## To do
The result should be an exact copy of only the lines from the one with "the ground, one" through the last line of the data below, with pictures omitted.

## Exercise inputs
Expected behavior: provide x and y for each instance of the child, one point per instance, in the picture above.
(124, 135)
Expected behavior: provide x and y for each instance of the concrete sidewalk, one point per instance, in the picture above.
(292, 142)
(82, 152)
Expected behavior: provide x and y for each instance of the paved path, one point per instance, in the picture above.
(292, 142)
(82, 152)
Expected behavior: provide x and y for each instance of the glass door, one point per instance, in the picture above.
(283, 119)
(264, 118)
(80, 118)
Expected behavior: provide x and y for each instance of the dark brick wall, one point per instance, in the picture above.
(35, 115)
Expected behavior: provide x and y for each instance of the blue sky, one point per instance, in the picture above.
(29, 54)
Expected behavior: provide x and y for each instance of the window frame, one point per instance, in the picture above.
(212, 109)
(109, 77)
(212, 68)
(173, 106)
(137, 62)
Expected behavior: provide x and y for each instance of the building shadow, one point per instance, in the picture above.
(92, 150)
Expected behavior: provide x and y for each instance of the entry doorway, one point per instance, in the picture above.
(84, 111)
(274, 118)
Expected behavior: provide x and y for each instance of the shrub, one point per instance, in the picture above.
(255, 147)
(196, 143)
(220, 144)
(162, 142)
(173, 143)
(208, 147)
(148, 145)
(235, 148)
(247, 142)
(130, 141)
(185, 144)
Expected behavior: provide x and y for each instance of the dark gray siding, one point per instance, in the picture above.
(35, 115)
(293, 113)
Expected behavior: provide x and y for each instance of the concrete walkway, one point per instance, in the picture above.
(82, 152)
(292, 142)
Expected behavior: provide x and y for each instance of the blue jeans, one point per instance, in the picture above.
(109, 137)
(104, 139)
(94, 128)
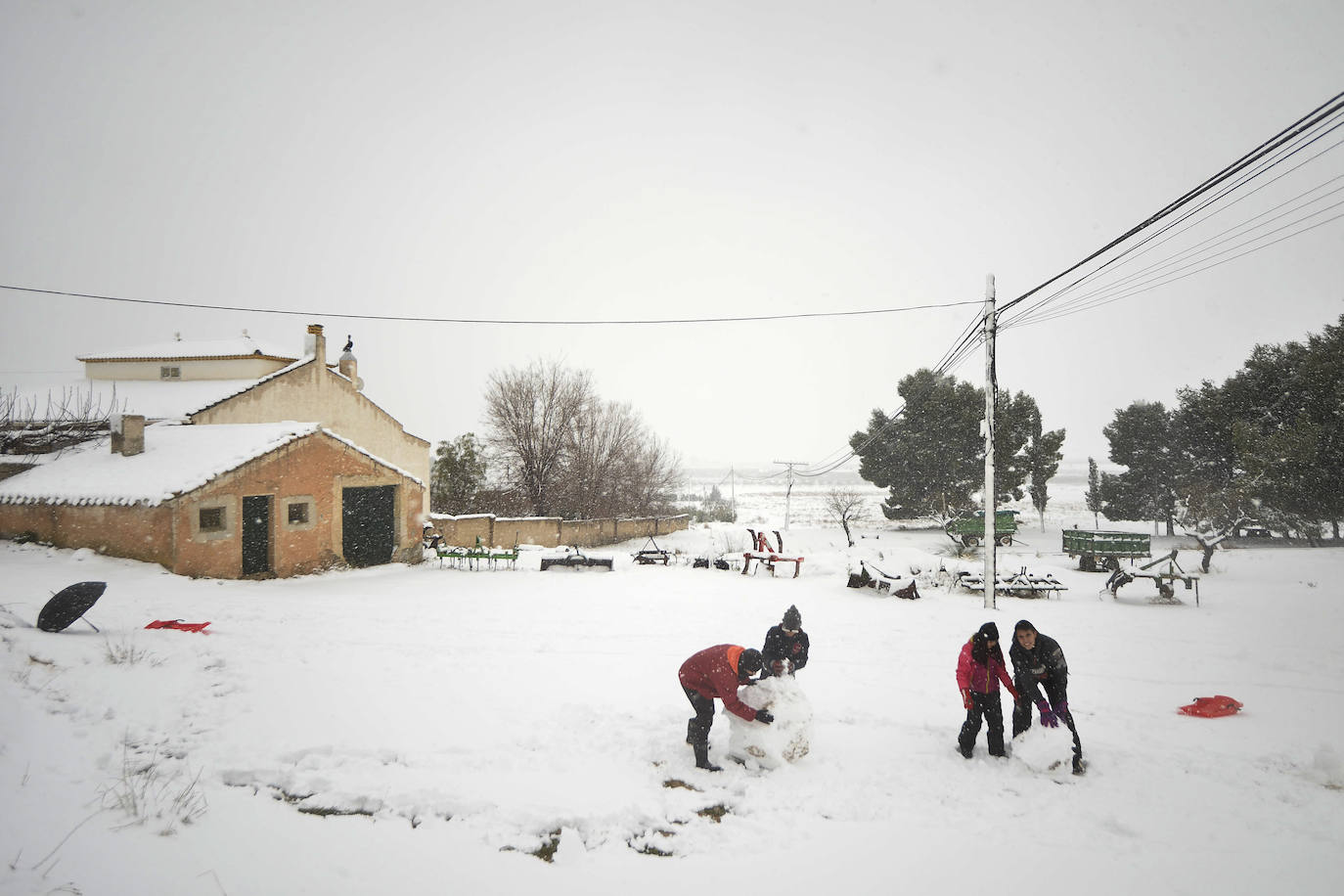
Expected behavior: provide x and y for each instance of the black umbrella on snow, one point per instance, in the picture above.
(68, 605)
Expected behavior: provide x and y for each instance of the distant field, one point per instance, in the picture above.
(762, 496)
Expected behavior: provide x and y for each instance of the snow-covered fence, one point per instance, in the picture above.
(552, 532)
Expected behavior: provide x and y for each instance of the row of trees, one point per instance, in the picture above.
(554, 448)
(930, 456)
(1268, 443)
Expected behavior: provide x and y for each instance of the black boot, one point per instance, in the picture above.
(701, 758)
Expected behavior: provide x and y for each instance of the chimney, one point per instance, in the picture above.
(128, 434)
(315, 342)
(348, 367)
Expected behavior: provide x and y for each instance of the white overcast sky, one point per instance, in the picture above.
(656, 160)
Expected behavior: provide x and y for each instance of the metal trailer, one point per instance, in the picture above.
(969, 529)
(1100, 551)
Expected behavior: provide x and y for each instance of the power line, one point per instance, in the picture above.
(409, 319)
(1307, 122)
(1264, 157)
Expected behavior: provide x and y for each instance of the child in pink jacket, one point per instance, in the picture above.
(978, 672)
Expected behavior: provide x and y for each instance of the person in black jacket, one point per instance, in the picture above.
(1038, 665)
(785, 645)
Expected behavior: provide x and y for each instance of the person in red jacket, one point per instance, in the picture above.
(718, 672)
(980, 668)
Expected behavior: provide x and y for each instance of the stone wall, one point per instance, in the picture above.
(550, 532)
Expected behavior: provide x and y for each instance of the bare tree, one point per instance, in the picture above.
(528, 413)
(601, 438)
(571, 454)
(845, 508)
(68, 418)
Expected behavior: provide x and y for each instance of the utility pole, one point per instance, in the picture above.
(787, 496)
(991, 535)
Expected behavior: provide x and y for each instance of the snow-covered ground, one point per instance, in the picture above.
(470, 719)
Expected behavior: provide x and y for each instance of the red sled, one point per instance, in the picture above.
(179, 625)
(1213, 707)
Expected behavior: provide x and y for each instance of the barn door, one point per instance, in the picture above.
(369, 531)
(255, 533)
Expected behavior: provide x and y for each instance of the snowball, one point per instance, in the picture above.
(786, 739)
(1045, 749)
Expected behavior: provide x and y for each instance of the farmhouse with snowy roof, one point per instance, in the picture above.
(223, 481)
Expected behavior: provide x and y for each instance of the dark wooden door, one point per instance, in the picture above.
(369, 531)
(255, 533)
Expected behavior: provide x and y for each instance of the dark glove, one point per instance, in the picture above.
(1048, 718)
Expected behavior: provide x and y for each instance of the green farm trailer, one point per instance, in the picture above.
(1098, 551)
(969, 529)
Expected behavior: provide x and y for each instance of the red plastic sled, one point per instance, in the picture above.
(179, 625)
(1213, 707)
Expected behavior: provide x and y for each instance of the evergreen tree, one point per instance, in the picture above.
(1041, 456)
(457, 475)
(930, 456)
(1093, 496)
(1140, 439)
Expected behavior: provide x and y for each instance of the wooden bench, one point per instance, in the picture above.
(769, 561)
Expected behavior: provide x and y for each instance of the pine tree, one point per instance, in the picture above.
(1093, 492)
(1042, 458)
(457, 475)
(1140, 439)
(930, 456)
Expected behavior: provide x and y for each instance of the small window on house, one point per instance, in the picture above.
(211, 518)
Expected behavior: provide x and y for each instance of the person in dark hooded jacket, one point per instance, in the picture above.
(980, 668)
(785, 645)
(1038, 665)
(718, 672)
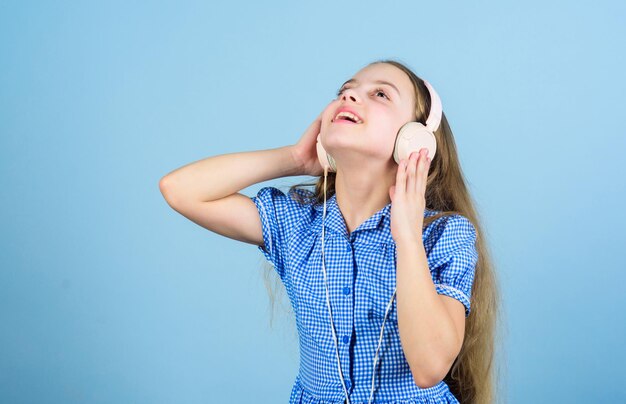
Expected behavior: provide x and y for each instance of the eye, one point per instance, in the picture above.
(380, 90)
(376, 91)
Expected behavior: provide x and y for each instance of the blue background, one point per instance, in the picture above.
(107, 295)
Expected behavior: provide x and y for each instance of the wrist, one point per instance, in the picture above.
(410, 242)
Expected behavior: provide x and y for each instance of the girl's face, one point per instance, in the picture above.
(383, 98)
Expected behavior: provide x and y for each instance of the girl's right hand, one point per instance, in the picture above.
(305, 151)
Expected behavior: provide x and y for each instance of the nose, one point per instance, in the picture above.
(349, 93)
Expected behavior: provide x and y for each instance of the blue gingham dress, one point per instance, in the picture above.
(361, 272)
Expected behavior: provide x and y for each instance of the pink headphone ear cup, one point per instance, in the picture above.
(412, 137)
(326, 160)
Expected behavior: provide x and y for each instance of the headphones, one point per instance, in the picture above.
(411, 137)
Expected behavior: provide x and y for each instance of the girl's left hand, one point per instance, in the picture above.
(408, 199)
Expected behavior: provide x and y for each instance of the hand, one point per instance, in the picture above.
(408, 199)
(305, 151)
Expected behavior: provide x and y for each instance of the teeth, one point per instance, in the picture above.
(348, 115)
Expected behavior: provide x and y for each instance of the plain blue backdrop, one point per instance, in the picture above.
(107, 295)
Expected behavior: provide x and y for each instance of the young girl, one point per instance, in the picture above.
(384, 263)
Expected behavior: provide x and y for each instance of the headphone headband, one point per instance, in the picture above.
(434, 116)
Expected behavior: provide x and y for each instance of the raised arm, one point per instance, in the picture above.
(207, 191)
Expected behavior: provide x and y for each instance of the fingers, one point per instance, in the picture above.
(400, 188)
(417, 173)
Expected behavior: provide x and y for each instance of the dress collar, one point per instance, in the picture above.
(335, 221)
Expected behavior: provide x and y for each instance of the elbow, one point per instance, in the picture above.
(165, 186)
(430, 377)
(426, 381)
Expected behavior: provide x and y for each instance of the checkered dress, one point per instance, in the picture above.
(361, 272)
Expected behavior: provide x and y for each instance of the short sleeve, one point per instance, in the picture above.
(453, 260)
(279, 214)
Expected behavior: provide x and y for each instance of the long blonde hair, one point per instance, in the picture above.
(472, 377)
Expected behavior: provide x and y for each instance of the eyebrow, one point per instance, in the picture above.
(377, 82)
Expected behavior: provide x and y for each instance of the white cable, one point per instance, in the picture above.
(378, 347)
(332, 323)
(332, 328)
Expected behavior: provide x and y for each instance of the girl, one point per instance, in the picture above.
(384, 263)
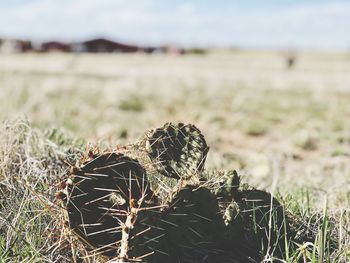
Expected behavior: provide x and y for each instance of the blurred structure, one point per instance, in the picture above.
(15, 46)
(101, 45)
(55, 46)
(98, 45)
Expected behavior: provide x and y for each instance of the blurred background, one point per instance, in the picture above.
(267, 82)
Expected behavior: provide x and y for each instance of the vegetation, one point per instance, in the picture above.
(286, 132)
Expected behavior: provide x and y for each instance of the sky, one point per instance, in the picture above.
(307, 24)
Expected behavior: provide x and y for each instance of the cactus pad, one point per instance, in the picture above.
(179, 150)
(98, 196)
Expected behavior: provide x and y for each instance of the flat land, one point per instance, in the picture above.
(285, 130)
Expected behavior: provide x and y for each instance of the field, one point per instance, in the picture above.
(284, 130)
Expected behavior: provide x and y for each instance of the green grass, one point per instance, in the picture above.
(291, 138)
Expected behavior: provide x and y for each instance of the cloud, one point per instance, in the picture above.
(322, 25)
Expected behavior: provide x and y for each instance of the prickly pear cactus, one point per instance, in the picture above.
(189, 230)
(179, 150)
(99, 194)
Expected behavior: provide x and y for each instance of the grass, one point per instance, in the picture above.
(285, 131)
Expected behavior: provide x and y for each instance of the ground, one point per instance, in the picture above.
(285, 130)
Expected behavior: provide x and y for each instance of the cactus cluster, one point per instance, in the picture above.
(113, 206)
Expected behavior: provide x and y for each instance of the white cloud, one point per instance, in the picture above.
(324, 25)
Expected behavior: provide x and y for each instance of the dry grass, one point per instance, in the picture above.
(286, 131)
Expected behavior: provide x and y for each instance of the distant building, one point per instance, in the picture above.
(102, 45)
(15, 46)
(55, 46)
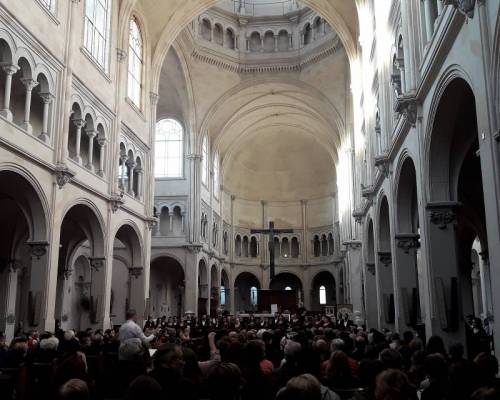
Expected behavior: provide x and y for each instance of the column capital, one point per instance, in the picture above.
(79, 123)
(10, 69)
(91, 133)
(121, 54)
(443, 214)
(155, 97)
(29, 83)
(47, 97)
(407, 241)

## Response for this exercise
Expected behavior: provide x and y for each instance of the ground, one point per instance, in the picture above.
(285, 130)
Expected behavior: provide x and y for each instance of the cactus cluster, one point per instance, in the picture above.
(113, 206)
Expected behavior: provide x and y for each instance of the white cloud, one point per instance, in the picture above.
(324, 25)
Expected behavior: provide x and y for each instance of the dry grass, one point per instance, in the picture above.
(286, 131)
Expected behavior: provide x and y for each instance of the distant building, one point per instance, in the picture above.
(102, 45)
(15, 46)
(55, 46)
Expected behavior: provide x and y for each instance of the column capital, one point per instance, in the picture above.
(79, 123)
(10, 69)
(91, 133)
(121, 54)
(443, 214)
(155, 97)
(29, 83)
(47, 97)
(407, 241)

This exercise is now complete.